Information shown –

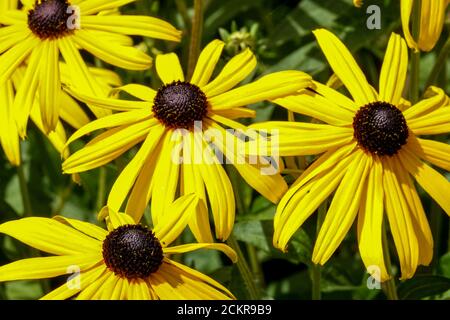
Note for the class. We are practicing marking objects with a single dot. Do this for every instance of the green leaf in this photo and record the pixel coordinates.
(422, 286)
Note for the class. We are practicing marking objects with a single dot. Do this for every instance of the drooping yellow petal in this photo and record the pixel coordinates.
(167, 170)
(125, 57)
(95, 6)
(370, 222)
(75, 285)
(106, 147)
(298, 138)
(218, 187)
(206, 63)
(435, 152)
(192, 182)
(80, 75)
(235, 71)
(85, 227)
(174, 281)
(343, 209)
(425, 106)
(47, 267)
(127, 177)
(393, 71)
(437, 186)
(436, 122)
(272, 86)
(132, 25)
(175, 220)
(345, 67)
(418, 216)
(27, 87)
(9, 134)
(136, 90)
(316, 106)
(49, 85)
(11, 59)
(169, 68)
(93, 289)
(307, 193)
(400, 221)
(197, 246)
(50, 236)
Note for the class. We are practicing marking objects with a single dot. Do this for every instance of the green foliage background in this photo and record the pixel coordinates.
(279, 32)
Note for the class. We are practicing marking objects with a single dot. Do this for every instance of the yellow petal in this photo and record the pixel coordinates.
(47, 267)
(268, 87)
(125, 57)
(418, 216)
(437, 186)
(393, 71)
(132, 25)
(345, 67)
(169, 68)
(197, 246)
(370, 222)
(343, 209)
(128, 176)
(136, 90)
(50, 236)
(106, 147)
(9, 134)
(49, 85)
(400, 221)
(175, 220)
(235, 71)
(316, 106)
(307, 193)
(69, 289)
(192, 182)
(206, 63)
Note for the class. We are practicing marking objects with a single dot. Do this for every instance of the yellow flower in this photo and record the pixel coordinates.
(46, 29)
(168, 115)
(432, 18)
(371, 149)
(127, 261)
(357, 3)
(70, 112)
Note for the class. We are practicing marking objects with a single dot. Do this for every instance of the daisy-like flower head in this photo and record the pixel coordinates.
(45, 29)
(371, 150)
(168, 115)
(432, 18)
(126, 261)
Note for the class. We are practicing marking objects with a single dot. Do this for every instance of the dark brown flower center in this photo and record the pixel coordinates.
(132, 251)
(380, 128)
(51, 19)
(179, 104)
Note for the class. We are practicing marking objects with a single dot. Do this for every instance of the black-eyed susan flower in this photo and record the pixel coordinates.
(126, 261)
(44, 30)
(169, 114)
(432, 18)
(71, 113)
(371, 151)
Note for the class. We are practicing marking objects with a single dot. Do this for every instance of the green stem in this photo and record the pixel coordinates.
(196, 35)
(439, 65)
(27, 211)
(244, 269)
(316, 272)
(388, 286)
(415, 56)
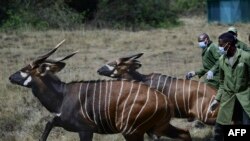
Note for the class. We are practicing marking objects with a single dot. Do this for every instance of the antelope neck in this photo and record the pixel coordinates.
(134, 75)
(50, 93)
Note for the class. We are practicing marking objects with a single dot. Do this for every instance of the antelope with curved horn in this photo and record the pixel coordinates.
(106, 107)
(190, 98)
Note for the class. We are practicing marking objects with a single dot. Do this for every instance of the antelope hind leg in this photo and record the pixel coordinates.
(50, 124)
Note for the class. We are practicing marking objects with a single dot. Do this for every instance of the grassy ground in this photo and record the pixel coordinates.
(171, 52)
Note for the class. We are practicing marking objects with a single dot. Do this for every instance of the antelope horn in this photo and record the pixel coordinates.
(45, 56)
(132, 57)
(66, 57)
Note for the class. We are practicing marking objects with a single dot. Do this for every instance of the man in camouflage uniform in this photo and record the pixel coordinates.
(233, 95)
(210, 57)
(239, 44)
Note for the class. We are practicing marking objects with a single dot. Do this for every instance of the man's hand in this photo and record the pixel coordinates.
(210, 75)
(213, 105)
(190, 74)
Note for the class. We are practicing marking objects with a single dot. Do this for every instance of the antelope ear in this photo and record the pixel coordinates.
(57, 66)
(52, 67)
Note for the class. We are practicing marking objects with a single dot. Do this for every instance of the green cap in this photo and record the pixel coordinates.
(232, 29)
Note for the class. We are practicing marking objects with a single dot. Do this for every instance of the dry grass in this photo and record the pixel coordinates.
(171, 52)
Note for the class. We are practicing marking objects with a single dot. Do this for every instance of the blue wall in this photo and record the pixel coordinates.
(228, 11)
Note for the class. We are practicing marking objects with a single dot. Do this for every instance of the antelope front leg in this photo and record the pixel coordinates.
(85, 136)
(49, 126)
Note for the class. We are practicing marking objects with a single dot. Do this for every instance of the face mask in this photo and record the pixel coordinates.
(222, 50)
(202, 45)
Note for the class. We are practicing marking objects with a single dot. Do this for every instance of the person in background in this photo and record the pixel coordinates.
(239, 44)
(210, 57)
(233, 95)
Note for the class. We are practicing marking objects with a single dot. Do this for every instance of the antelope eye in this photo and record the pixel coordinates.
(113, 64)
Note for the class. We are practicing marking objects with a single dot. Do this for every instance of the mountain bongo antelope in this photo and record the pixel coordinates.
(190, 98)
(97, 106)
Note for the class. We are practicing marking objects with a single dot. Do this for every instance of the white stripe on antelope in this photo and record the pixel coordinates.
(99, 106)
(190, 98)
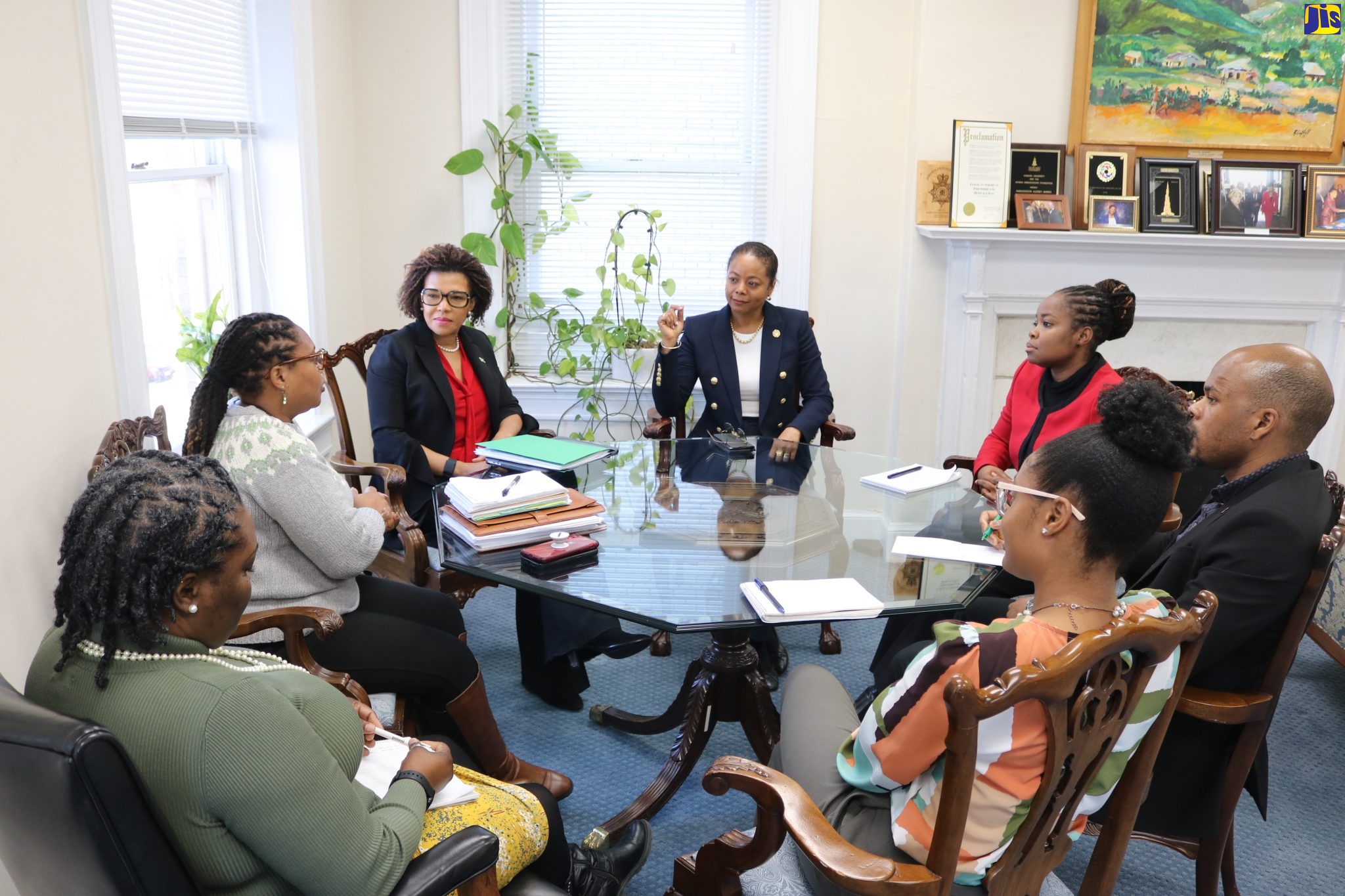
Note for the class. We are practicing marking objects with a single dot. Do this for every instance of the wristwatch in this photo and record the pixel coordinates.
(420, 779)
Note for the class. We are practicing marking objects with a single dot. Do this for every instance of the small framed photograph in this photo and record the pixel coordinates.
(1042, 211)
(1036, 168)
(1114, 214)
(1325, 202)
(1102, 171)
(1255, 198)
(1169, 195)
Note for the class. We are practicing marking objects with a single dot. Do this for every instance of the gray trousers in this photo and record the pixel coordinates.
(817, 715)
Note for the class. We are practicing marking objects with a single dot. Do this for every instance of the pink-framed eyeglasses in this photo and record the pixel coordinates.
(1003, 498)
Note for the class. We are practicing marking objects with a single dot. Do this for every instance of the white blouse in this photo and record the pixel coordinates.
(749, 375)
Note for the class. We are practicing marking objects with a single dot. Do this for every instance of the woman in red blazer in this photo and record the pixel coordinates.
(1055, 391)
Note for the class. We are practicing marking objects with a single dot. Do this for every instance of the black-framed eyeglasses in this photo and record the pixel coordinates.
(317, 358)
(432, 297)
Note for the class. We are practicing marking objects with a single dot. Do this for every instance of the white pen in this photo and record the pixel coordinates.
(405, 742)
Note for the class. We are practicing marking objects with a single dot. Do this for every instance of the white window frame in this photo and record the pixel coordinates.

Your task –
Look above for the line that holds "the white blouse", then copy it and each line after it exactly, through the last line of the data.

Finished task –
Note for the class. We are practicing marking objects with a single dot. Do this for every instance of the white blouse in this photo and record the pixel coordinates.
(749, 375)
Note for the class. We are practicing marking objects with a single dot. Do this for every instance of the woman in red blazer in this photo and record the pixel coordinates.
(1055, 391)
Note for the class. We are practicing marking objects with a single dot. Do this for every instance of the black-framed eyeglasses in this photo and record the pixel coordinates.
(317, 358)
(432, 297)
Note for the class. We are practicing marking objects with a single dot. Do this for every instance of the white pen in this photo and record the pixel coordinates.
(405, 742)
Note for the class. We are practicing marking objects with a single dot. Do this for every instance of the white window frame in this photo and record the pixel coordinates.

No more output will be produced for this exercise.